▶ **Trecho selecionado**

──────

Num artigo científico que acaba de ser publicado, “Next Steps for Conservation Agriculture”, um grupo de cientistas (brasileiros, inglês e americano), alerta para o fato de haver ainda muitas definições de agricultura regenerativa ligadas a diferentes grupos de interesse. Eles defendem uma formulação científica chancelada por organismos internacionais. Dentre possíveis falhas no conceito, citam que o Rodale Institute, que cunhou originalmente a expressão, aponta a saúde do solo como o principal indicador, mas não menciona em nenhum momento a agricultura conservacionista ou o Sistema Plantio Direto, sem os quais, argumentam, a agricultura regenerativa não é sustentável.
Regenerar o que, cara-pálida?

──────

▶ **Itens fornecidos**
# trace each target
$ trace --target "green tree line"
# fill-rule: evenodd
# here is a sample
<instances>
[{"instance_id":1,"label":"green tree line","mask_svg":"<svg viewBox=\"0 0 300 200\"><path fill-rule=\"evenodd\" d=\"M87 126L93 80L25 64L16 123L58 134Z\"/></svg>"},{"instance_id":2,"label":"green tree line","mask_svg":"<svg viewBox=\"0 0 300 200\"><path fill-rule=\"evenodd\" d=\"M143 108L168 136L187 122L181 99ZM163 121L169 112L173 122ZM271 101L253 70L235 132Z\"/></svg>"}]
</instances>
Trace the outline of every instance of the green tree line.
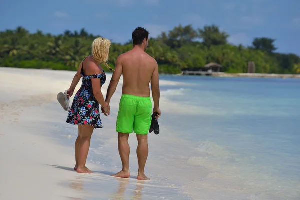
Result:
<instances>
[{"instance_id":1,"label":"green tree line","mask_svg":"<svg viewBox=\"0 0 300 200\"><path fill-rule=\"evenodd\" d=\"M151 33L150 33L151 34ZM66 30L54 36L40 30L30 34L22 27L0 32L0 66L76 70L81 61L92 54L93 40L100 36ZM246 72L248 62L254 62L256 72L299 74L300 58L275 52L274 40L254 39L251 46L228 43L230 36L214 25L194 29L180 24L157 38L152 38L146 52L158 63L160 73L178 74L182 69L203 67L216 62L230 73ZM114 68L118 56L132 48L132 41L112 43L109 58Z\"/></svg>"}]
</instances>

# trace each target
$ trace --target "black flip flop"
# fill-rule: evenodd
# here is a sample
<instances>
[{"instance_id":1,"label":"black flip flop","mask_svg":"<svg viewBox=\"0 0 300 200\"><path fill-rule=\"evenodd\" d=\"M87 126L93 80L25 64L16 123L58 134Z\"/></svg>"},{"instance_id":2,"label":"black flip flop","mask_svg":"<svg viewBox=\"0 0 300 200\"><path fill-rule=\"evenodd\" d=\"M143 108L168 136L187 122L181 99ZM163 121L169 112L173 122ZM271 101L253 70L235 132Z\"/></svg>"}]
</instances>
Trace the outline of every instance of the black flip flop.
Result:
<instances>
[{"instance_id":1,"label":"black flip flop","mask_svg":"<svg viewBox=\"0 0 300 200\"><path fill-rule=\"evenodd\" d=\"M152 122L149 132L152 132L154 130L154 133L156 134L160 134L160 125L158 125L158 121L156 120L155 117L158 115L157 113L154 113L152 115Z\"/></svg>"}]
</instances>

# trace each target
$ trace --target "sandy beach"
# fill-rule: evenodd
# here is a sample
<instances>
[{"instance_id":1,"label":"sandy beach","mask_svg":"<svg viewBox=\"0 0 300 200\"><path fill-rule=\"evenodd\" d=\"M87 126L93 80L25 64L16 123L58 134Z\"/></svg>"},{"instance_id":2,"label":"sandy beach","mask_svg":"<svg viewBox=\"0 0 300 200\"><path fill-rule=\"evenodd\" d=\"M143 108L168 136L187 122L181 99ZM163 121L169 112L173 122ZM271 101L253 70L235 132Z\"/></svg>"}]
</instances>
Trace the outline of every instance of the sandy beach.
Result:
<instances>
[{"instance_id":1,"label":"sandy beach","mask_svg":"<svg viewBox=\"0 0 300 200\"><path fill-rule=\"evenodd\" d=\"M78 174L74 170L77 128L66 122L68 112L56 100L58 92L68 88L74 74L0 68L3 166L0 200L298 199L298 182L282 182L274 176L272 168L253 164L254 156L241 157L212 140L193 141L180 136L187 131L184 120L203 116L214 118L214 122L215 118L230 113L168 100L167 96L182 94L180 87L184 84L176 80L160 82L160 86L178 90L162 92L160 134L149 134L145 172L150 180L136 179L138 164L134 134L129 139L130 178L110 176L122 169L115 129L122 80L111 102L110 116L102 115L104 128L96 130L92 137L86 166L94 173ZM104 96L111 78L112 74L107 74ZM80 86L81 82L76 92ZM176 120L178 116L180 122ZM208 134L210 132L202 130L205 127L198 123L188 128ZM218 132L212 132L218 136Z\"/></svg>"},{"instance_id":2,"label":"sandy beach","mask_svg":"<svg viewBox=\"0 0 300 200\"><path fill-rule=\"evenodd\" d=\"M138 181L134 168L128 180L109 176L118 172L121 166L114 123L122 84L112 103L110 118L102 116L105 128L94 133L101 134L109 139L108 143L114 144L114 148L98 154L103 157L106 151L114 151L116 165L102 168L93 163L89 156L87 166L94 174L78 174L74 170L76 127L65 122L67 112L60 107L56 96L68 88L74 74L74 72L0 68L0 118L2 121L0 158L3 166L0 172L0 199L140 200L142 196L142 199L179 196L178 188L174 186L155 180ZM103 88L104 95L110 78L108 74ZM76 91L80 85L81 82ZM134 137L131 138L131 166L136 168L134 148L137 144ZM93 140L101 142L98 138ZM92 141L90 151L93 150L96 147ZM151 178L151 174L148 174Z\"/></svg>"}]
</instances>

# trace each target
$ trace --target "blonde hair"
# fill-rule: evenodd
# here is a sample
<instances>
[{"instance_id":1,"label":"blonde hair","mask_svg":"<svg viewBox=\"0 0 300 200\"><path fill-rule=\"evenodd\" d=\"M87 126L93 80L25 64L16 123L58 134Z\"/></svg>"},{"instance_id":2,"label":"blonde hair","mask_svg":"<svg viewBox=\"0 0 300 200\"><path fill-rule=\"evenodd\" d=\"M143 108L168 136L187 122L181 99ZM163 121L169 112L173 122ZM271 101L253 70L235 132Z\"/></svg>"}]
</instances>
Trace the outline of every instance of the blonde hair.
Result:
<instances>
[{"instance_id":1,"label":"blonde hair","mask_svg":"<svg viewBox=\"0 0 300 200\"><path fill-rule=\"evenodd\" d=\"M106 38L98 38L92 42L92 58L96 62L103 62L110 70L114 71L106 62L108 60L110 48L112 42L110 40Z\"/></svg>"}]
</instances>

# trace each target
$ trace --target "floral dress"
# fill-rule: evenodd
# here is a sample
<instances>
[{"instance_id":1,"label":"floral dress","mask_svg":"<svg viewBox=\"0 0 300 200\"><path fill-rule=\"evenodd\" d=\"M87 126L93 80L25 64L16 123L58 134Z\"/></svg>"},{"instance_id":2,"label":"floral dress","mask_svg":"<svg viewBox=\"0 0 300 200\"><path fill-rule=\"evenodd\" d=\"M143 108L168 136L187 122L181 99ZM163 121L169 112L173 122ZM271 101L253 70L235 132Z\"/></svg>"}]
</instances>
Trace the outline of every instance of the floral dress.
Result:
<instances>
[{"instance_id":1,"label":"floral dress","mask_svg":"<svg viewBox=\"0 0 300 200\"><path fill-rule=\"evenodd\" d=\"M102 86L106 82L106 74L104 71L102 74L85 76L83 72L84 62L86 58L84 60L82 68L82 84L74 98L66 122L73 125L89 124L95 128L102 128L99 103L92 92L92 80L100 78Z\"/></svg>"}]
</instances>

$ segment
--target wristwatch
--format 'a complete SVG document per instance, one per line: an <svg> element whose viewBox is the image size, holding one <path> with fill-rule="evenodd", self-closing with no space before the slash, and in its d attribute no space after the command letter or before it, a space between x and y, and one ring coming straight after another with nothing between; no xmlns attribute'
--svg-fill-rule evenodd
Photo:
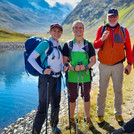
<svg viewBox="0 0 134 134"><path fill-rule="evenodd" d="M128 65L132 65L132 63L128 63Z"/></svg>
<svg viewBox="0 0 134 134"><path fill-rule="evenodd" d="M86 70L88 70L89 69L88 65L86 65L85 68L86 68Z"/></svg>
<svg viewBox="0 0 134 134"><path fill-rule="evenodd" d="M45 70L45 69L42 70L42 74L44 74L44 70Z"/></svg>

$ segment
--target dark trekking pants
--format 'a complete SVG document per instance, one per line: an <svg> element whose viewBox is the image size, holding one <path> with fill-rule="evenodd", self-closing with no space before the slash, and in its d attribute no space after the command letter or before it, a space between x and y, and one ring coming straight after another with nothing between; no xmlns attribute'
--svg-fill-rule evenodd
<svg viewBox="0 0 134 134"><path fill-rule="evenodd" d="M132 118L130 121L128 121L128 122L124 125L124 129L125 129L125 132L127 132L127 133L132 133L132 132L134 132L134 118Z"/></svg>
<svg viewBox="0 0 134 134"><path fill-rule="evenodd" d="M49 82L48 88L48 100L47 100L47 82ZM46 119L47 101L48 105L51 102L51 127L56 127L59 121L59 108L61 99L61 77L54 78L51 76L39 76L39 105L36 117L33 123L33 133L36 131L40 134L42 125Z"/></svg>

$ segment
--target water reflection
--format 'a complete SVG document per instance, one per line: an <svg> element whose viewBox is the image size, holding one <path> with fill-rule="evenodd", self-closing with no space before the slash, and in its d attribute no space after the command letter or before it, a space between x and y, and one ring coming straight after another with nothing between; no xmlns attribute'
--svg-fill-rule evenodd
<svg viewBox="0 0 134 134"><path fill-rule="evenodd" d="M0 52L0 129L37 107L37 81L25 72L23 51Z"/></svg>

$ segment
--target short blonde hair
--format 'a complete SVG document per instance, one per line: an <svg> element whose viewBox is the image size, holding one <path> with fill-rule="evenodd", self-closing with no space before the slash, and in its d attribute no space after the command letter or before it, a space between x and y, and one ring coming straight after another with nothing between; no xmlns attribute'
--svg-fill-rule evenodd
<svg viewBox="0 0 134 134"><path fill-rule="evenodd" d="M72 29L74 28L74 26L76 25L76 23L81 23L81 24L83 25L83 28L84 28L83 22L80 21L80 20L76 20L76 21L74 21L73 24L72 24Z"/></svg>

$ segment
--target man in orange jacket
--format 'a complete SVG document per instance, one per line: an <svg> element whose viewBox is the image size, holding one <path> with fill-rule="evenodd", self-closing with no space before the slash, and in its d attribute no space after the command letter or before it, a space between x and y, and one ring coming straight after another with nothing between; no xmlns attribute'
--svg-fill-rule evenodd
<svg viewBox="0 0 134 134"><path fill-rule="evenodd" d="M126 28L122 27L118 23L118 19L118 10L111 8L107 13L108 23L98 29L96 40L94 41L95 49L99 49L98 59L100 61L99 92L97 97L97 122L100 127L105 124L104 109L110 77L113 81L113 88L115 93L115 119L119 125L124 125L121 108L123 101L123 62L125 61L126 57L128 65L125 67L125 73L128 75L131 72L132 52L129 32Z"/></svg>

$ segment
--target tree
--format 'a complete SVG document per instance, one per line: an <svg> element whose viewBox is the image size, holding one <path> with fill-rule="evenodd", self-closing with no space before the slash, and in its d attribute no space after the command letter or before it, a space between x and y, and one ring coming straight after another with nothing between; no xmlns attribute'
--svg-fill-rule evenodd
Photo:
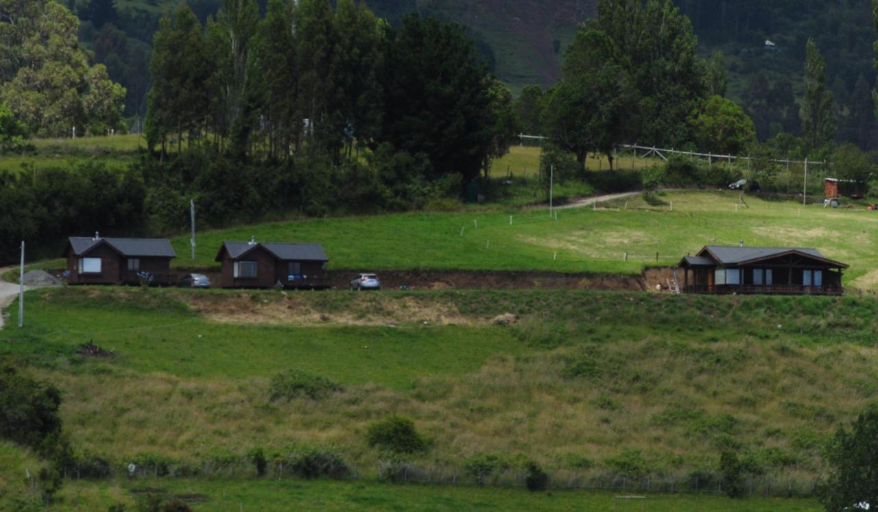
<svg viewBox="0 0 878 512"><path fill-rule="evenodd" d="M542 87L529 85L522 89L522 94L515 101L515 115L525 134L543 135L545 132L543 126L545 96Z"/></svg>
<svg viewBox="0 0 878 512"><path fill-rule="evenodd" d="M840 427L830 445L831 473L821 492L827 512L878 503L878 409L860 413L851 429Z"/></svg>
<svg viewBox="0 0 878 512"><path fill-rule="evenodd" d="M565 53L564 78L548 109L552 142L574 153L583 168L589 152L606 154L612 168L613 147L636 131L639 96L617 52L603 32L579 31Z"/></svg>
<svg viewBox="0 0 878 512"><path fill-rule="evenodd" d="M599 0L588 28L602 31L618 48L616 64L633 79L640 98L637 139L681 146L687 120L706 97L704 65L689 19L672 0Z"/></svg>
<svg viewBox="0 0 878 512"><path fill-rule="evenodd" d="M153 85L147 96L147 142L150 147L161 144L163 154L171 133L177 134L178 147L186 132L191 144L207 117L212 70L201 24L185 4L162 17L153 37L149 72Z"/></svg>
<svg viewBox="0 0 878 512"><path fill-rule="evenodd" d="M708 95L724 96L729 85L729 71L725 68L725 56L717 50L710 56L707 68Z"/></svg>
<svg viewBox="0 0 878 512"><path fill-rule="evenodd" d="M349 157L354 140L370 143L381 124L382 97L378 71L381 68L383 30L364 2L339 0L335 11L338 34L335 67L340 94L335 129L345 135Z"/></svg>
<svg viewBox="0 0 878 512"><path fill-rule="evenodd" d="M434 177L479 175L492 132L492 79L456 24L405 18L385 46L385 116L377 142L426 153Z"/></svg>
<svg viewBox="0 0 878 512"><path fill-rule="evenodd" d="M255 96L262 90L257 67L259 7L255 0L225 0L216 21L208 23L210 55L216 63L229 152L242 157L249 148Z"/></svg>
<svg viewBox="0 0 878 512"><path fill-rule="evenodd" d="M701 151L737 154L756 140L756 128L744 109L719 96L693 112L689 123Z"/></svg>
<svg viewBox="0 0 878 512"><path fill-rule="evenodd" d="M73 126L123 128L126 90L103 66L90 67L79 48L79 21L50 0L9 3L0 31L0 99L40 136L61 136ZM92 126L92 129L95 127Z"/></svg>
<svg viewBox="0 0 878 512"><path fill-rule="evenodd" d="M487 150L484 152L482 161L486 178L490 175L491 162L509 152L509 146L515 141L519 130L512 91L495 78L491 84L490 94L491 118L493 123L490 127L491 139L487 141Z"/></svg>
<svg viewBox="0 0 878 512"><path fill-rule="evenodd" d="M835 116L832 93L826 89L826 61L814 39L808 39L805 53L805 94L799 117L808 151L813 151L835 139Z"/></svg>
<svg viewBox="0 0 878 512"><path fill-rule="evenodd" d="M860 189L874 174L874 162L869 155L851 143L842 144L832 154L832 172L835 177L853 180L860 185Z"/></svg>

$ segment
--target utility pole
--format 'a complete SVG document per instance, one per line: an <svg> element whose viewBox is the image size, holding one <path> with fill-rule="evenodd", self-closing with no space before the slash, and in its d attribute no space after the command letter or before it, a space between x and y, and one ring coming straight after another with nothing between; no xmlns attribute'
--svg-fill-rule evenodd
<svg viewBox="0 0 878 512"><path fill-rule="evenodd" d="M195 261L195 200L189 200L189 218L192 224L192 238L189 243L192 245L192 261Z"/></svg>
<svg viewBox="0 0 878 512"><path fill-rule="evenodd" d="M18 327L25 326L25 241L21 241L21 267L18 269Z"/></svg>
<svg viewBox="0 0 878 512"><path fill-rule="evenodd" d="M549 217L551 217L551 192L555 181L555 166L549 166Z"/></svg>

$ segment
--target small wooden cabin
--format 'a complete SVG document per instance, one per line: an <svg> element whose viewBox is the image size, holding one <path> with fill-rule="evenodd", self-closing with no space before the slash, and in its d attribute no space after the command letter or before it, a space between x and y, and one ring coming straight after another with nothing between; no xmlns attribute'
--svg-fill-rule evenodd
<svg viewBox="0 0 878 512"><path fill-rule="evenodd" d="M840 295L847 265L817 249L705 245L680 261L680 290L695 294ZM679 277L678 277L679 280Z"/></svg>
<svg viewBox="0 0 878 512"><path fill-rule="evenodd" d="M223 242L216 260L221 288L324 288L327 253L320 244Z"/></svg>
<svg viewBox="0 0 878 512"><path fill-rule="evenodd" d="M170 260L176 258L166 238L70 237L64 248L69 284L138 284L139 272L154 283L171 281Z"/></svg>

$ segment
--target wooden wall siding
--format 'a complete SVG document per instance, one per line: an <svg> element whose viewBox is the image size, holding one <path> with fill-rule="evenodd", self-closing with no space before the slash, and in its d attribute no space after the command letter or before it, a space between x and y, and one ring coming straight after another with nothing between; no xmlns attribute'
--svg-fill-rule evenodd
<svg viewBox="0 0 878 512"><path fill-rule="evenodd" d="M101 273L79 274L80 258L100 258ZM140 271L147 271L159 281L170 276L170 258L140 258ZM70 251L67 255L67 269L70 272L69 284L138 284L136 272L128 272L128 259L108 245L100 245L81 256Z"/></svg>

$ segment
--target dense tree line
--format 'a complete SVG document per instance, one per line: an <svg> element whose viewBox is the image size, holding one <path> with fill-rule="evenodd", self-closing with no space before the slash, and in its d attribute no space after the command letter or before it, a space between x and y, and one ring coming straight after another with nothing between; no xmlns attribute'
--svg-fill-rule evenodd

──────

▶ **Tarefa resumida 1**
Reescreva de forma mais breve, em tópicos, o parágrafo que começa com "Num artigo científico que acaba de ser publicado" no trecho sobre agricultura regenerativa, mantendo seus fatos principais.
▶ **Tarefa resumida 2**
Transcreva sem alterações a parte do trecho sobre agricultura regenerativa que vai de "Num artigo científico" a "o que, cara-pálida?", incluindo essas duas passagens.

▶ **Resolução do exercício 1**
- O artigo científico "Next Steps for Conservation Agriculture", de cientistas brasileiros, inglês e americano, alerta que ainda há muitas definições de agricultura regenerativa ligadas a diferentes grupos de interesse.
- Os autores defendem uma formulação científica chancelada por organismos internacionais.
- Como falha, apontam que o Rodale Institute, criador da expressão, usa a saúde do solo como principal indicador, mas não menciona a agricultura conservacionista nem o Sistema Plantio Direto.
- Segundo eles, sem essas práticas a agricultura regenerativa não é sustentável.

▶ **Resolução do exercício 2**
Num artigo científico que acaba de ser publicado, “Next Steps for Conservation Agriculture”, um grupo de cientistas (brasileiros, inglês e americano), alerta para o fato de haver ainda muitas definições de agricultura regenerativa ligadas a diferentes grupos de interesse. Eles defendem uma formulação científica chancelada por organismos internacionais. Dentre possíveis falhas no conceito, citam que o Rodale Institute, que cunhou originalmente a expressão, aponta a saúde do solo como o principal indicador, mas não menciona em nenhum momento a agricultura conservacionista ou o Sistema Plantio Direto, sem os quais, argumentam, a agricultura regenerativa não é sustentável.
Regenerar o que, cara-pálida?